** Problem to solve **
Copy out the items below, substituting "mark" for every "indicate" and keeping everything else the same.

** Entries shown **
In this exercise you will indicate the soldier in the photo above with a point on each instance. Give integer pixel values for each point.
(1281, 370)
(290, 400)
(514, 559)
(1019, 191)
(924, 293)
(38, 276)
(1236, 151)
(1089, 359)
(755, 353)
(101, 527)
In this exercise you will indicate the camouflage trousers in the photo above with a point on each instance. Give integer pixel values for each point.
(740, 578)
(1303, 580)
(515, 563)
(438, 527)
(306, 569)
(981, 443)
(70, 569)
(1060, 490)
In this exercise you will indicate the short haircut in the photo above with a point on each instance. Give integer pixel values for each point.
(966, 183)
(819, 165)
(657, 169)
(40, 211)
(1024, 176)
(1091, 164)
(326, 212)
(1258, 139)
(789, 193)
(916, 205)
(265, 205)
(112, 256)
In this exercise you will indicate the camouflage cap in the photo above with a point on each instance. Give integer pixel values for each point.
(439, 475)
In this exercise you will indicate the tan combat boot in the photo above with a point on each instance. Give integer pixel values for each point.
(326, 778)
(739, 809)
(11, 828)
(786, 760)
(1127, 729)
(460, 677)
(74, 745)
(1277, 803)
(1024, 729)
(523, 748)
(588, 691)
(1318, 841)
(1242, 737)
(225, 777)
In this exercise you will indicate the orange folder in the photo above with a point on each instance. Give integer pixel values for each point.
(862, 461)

** Solution for this exercise **
In this exercise you will mark the soldier in the photo above with a point on each instance. Give integer pixel values for each point.
(1281, 370)
(290, 400)
(514, 559)
(1019, 191)
(924, 293)
(38, 276)
(1236, 151)
(1089, 359)
(755, 353)
(101, 527)
In this exercise you will mark the camouflage trousers in the photo above with a point on each instance. Give integer pixel values for each point.
(740, 578)
(1303, 580)
(515, 563)
(438, 527)
(306, 569)
(981, 443)
(70, 569)
(1060, 490)
In this exercise you will mark the short haircut in the photo above with a point on each instance. Give integer pixel values for each point.
(966, 183)
(819, 165)
(657, 169)
(40, 211)
(1024, 176)
(1091, 164)
(326, 212)
(1258, 139)
(789, 193)
(916, 205)
(265, 205)
(112, 256)
In this exercise you will mark the camouflage cap in the photo above with a point on each instance. Give integer pixel values for each point.
(439, 475)
In this exercise you will mark the tan combat boot in the photo above with a point on each instance. Give integer pixel values for each point.
(326, 778)
(739, 809)
(11, 828)
(786, 760)
(1127, 729)
(460, 677)
(74, 745)
(1277, 803)
(1024, 729)
(523, 748)
(588, 691)
(1318, 841)
(1242, 737)
(225, 777)
In this exercise you will mark the orange folder in the photo above with a point on each instance. Give integer pixel values for each point.
(862, 461)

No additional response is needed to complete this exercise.